::: Listed records :::

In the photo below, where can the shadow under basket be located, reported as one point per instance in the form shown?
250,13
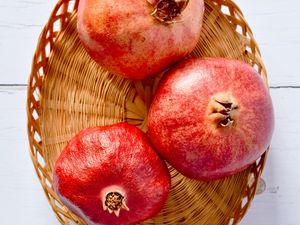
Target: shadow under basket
68,91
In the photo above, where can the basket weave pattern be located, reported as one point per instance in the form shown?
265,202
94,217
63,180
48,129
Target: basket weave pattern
61,101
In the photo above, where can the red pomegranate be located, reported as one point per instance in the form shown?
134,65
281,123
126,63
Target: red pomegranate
110,175
136,39
211,118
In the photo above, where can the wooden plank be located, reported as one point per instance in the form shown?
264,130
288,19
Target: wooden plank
23,201
276,28
22,197
21,22
274,23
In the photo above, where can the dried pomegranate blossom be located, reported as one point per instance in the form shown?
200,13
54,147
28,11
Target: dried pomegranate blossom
169,11
114,201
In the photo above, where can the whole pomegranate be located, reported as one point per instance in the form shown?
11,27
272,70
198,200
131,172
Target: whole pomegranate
211,118
136,39
110,175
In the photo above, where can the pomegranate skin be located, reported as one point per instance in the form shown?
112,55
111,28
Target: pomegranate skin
109,159
124,38
211,118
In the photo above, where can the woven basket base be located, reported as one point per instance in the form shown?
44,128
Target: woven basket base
76,93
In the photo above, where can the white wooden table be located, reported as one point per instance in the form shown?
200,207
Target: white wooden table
276,27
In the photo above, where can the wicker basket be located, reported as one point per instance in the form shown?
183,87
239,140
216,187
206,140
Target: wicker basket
67,92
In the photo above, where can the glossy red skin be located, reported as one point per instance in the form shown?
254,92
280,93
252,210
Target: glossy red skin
178,122
124,38
111,155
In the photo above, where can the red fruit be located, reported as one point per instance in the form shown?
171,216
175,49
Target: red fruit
211,118
110,175
137,39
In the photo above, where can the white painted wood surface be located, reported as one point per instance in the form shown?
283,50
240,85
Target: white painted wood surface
276,26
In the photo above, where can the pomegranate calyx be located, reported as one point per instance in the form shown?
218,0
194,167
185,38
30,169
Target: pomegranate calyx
114,202
222,110
169,11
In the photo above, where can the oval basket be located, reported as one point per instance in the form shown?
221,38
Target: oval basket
68,91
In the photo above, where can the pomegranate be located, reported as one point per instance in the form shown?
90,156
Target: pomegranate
136,39
211,118
110,175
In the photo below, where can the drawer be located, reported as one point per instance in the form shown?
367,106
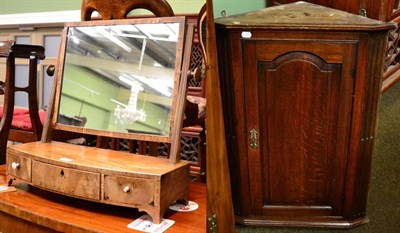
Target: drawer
19,166
129,191
67,181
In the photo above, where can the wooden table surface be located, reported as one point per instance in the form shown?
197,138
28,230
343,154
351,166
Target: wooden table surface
29,209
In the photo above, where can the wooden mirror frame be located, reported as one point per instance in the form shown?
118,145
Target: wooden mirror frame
178,92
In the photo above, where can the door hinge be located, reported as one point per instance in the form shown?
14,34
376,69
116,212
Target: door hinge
212,224
363,12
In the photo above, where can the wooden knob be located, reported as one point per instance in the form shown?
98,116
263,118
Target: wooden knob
14,165
195,74
50,70
126,189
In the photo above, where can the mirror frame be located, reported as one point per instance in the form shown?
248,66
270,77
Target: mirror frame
176,111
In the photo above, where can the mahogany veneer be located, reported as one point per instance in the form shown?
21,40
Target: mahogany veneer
300,86
34,210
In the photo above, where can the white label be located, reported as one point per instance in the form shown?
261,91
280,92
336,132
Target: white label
246,34
65,159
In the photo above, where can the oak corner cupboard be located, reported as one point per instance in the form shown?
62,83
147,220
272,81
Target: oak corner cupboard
300,86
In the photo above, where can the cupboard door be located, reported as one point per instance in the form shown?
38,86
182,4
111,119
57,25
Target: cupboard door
298,106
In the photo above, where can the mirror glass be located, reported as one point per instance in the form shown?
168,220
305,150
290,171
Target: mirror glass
120,77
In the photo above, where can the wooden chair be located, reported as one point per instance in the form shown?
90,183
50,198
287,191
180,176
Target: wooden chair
20,130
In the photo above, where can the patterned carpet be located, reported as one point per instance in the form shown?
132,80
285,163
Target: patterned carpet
383,207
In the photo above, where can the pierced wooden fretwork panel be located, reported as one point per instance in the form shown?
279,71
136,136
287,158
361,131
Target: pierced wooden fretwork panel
391,73
196,62
392,53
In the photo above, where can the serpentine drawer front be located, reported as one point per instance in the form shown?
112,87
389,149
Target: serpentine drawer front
20,167
67,181
130,191
147,183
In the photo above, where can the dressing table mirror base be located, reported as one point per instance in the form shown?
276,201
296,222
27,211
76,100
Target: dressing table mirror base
147,183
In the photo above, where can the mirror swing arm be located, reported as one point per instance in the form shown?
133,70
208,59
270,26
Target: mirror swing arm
150,184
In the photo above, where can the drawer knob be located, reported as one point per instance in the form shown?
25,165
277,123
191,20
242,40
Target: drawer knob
14,165
126,189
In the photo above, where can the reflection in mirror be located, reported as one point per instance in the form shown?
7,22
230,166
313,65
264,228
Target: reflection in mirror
119,77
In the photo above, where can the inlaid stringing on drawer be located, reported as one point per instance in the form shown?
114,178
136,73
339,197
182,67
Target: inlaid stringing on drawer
19,166
67,181
130,190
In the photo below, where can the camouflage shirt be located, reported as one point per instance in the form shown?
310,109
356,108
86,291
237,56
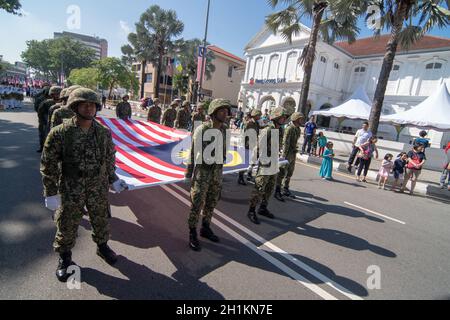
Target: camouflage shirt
290,141
154,114
196,159
169,117
182,120
71,157
123,111
59,116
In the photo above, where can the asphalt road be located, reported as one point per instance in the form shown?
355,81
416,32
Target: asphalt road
337,240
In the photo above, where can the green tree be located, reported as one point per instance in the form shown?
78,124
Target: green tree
407,21
86,77
113,73
332,19
10,6
53,56
153,40
181,83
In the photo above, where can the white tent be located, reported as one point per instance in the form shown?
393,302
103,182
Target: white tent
357,107
433,113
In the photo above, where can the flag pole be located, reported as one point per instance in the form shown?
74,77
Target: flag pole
200,87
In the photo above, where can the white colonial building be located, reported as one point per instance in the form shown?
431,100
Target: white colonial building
274,77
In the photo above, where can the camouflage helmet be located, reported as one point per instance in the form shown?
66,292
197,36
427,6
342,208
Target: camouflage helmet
218,104
82,95
296,116
277,113
65,93
55,90
256,113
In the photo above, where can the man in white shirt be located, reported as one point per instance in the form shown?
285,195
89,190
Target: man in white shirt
362,136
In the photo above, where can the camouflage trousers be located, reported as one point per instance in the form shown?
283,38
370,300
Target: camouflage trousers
42,133
264,187
286,173
69,215
205,193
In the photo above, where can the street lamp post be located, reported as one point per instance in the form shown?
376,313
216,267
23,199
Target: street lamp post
200,88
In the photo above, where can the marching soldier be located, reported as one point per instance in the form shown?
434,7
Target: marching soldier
170,115
154,114
251,125
77,167
183,116
267,174
206,178
290,150
43,109
198,116
123,109
64,96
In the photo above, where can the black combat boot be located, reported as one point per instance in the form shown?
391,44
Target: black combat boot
105,252
65,261
263,211
288,193
207,233
278,195
194,244
241,180
252,216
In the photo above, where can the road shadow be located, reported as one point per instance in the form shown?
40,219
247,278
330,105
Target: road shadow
144,284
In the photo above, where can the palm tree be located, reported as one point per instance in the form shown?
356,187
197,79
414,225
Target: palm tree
187,54
408,21
333,19
153,40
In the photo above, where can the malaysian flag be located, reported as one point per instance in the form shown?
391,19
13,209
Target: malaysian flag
149,154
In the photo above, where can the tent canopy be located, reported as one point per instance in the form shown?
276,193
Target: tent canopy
433,113
358,106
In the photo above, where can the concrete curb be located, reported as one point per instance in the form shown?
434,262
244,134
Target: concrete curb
421,188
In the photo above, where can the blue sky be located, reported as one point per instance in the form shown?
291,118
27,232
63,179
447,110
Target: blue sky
232,22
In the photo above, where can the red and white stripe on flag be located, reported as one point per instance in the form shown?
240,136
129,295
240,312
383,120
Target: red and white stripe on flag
138,168
201,56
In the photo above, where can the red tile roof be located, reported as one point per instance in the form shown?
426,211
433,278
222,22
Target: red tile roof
225,53
377,46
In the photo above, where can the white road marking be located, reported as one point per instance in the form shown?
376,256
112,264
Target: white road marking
296,276
375,213
273,248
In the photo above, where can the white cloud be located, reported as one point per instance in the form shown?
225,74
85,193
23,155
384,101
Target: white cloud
124,28
19,29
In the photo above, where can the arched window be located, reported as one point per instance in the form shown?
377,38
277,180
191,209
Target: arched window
258,68
273,67
291,66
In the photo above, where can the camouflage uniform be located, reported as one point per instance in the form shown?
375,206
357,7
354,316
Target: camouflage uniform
80,166
154,114
265,183
290,150
206,178
60,115
123,110
43,109
169,117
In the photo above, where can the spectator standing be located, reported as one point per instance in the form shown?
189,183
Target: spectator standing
362,136
310,131
416,160
365,156
386,167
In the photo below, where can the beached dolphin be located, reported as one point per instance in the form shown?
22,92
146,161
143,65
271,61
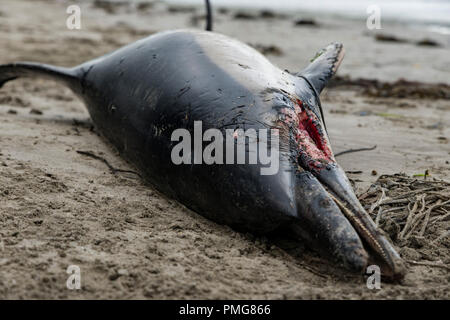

:::

> Given problem
Find every line in the data above that contains the string "camouflage" and copy each one out in full. Matching is case-sensitive.

> Final result
In the photo below, where can the camouflage shirt be located, reported as one point per instance in the form shown?
Target: camouflage shirt
In the photo above, where can the camouflage helmet be located, reported as one point per instance in the form shown?
Target: camouflage helmet
In the photo above, where can the camouflage trousers be located, reported as one point per instance in the form shown?
Target: camouflage trousers
In the photo above, where can the camouflage uniform be located, reported as one point per instance in the form shown?
Target: camouflage uniform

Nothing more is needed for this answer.